● PAGE TEXT
[BEGIN]

A Simple Bus Journey

It was a bus journey, plain and simple.  I had returned to Manchester from Newcastle to visit with relatives in Oldham.  Catching the number 83 bus on Oldham Street near to Piccadilly Square was its usual array of watching and seeing strange characters (as in every city).   It was early afternoon and already the drunks lurched in to doorways to escape the chilling wind, each struggling to light up their roll-up cigarettes, young hoodies hanging around outside the game and slot machine parlours, their colourful language along with hawking and spitting incessantly totally devoid of any respect for the elderly women walking by, taxi cabs honking horns whilst careering around corners too quickly, people of all shapes and sizes milling, jostling, bumping, forcing their way through throngs of waiting people in bus queues, sheltering from the spattering of rain blown by the chilling wind.

[END]

● CHALLENGE A
In the bus journey account, which bus did the writer catch on Oldham Street?
● CHALLENGE B
Reproduce the passage of the bus journey account from "It was a bus" up to and including "the chilling wind.".
The listing that comes after this is not required.

● ITEMS
[BEGIN]

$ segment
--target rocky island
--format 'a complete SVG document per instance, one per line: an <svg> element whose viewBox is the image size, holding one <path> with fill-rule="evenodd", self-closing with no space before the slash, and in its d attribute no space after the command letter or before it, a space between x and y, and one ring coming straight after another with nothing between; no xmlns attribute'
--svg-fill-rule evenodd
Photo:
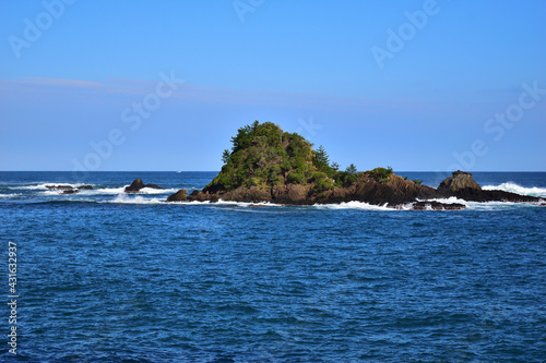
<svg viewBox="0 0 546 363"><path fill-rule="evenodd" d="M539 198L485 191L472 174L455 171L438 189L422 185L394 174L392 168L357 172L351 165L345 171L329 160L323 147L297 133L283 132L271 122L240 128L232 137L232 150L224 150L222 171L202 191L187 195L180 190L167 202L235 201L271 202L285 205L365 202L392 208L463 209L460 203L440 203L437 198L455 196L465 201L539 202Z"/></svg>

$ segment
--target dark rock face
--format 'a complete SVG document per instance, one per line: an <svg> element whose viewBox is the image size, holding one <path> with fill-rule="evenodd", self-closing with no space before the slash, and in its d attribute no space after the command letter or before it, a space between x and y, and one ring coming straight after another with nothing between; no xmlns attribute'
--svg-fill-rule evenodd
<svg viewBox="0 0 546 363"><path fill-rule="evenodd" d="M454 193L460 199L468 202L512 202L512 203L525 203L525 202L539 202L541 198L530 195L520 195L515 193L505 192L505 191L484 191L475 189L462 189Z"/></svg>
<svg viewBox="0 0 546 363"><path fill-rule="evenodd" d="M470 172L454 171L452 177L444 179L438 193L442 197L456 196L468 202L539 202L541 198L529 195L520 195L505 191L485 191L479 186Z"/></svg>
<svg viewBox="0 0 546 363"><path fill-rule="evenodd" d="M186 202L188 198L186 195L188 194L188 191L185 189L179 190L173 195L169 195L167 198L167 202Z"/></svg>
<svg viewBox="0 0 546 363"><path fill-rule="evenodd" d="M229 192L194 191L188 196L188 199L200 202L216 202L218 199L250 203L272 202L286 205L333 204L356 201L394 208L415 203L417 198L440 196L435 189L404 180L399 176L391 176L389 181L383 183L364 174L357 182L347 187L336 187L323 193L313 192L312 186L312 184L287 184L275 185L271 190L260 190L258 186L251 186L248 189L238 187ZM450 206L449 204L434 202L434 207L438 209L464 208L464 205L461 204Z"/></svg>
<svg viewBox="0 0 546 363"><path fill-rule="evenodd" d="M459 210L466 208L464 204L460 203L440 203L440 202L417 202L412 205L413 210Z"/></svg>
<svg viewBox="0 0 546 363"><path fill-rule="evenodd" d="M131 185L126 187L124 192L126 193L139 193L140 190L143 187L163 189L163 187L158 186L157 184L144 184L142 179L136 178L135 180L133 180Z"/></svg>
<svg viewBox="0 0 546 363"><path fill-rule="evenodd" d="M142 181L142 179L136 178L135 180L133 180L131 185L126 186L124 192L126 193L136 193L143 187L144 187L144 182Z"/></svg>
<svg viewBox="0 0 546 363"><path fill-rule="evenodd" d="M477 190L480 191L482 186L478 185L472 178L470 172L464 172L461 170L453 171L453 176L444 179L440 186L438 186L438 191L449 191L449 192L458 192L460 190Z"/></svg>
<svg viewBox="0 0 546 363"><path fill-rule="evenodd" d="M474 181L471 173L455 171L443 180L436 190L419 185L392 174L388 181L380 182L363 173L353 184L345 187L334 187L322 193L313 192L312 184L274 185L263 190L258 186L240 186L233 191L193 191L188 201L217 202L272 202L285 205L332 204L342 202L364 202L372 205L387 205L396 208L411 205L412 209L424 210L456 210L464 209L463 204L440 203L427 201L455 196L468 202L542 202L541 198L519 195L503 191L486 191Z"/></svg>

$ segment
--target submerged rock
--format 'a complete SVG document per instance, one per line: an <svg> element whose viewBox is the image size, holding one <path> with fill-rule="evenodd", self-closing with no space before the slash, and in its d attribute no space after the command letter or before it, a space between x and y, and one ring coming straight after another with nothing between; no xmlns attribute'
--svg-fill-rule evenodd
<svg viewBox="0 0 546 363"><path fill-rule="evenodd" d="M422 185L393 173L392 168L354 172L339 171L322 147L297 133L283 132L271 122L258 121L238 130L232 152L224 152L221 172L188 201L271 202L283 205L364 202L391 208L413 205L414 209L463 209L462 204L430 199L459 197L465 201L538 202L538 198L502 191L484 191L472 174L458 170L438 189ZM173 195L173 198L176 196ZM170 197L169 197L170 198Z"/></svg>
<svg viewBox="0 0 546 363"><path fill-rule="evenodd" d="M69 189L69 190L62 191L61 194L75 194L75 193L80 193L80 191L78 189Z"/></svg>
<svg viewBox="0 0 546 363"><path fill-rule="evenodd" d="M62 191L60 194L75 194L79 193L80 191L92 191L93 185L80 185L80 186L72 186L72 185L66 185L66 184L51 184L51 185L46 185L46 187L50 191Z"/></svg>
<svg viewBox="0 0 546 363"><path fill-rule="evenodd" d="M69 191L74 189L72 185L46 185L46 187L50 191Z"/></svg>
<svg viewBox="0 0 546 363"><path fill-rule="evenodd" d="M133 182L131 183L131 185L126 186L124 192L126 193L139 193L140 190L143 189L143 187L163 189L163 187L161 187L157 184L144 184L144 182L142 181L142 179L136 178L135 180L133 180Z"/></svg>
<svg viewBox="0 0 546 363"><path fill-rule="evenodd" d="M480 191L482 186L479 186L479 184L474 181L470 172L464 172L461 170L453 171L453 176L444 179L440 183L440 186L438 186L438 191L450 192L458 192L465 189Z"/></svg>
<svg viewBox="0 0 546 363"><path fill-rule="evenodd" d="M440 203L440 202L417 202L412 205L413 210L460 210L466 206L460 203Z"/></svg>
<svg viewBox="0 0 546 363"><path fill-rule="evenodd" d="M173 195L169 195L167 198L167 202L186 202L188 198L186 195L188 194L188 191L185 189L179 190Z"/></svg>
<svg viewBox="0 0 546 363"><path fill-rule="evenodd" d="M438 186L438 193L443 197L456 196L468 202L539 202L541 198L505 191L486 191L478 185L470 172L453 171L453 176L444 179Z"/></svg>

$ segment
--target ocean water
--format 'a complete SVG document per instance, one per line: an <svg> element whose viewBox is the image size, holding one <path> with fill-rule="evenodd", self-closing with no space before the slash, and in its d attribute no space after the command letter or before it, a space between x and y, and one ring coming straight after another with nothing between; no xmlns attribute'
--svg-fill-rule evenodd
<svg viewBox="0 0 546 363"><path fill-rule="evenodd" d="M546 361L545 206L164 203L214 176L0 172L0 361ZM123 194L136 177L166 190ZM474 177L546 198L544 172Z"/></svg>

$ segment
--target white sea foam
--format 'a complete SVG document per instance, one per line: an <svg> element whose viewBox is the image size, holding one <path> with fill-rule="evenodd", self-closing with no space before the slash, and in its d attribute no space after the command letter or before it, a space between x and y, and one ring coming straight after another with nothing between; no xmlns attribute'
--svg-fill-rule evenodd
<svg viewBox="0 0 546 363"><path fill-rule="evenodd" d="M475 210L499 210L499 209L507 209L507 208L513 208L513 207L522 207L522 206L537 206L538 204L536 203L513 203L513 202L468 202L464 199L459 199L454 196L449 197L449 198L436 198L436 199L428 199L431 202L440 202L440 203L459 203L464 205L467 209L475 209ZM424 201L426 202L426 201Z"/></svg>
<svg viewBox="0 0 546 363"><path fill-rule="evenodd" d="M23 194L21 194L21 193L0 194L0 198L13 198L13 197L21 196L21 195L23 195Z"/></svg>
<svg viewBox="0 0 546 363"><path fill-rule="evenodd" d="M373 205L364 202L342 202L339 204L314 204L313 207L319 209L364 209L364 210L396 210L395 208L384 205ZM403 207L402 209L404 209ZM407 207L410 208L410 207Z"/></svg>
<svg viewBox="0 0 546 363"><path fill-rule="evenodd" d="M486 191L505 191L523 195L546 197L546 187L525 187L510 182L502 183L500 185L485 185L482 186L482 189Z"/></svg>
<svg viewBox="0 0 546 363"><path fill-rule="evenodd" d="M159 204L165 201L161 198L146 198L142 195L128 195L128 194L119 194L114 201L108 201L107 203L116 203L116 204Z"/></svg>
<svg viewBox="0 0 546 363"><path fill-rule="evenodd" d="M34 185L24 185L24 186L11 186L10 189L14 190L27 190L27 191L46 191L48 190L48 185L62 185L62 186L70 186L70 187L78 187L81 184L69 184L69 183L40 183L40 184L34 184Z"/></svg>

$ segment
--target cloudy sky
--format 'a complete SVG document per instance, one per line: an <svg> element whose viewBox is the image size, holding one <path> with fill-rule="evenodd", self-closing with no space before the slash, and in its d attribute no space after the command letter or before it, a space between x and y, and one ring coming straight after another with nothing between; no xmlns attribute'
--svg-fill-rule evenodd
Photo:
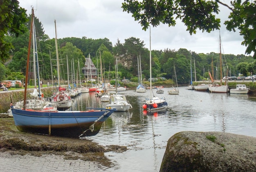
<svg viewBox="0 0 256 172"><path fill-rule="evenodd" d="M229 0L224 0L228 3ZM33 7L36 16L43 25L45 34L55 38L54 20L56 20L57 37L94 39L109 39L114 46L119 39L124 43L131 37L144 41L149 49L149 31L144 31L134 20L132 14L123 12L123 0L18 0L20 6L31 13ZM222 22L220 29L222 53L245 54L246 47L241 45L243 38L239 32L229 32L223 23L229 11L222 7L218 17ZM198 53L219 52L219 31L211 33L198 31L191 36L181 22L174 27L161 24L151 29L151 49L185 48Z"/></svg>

[END]
[BEGIN]

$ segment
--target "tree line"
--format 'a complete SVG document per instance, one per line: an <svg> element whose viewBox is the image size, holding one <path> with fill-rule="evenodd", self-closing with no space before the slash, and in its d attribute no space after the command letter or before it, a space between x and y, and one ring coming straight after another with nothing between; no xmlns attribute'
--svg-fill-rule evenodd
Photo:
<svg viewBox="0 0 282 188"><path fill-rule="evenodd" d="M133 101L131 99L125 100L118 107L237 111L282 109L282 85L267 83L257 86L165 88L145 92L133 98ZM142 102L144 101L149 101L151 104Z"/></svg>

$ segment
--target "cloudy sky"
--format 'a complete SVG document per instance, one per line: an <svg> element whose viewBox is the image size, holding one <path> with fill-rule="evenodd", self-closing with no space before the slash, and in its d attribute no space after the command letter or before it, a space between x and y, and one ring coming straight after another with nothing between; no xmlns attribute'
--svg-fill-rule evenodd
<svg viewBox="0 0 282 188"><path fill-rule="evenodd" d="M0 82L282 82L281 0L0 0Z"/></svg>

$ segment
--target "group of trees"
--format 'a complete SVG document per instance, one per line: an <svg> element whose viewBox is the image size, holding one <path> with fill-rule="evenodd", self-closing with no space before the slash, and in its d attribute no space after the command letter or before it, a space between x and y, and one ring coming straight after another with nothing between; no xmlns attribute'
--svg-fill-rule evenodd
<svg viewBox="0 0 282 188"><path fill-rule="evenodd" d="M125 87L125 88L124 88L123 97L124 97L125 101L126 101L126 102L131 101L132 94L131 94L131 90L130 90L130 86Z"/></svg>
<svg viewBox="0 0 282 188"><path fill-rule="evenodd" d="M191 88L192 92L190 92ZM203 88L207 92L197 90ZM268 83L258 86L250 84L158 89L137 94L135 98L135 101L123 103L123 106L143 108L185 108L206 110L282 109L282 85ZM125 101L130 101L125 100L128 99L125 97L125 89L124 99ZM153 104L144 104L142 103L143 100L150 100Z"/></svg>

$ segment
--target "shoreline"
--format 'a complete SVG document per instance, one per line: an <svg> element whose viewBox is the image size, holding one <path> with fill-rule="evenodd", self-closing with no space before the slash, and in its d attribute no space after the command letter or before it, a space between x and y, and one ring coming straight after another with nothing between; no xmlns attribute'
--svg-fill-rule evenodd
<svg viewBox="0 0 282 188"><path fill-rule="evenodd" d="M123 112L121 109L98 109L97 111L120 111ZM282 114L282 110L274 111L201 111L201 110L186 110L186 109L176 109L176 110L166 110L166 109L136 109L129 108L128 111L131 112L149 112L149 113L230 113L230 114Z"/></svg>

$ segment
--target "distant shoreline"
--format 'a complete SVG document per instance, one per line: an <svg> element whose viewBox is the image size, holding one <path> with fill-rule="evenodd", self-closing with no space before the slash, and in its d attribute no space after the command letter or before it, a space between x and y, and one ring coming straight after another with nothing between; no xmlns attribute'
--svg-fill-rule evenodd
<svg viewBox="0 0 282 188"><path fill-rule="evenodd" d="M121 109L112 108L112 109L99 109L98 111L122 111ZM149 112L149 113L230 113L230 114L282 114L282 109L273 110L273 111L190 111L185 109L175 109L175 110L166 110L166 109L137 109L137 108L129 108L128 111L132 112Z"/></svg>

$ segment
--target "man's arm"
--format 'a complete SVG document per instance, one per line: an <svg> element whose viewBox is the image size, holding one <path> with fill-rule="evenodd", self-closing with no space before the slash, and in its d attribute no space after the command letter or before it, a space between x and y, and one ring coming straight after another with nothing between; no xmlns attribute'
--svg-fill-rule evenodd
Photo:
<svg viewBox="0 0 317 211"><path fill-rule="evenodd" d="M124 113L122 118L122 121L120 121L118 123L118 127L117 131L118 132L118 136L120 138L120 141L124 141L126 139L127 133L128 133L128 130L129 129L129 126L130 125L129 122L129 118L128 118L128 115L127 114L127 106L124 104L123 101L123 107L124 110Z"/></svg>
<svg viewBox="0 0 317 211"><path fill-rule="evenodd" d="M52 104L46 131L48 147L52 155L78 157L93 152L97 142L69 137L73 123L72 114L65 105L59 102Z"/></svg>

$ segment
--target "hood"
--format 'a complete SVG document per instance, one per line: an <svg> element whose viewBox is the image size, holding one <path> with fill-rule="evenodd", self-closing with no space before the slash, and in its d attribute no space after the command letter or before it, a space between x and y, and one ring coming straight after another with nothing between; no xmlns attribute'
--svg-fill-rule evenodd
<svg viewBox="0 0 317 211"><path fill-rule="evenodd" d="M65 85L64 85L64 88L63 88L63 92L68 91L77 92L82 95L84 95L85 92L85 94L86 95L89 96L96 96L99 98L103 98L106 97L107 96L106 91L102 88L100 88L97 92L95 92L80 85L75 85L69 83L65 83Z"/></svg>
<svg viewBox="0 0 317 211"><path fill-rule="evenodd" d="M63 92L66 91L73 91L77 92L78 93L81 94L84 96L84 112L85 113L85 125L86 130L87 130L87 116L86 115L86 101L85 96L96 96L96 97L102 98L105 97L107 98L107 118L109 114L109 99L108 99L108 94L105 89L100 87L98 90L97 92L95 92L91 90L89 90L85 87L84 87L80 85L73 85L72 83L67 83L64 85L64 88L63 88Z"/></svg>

[END]

● RESPONSE A
The number 83 bus.

● RESPONSE B
It was a bus journey, plain and simple.  I had returned to Manchester from Newcastle to visit with relatives in Oldham.  Catching the number 83 bus on Oldham Street near to Piccadilly Square was its usual array of watching and seeing strange characters (as in every city).   It was early afternoon and already the drunks lurched in to doorways to escape the chilling wind, each struggling to light up their roll-up cigarettes, young hoodies hanging around outside the game and slot machine parlours, their colourful language along with hawking and spitting incessantly totally devoid of any respect for the elderly women walking by, taxi cabs honking horns whilst careering around corners too quickly, people of all shapes and sizes milling, jostling, bumping, forcing their way through throngs of waiting people in bus queues, sheltering from the spattering of rain blown by the chilling wind.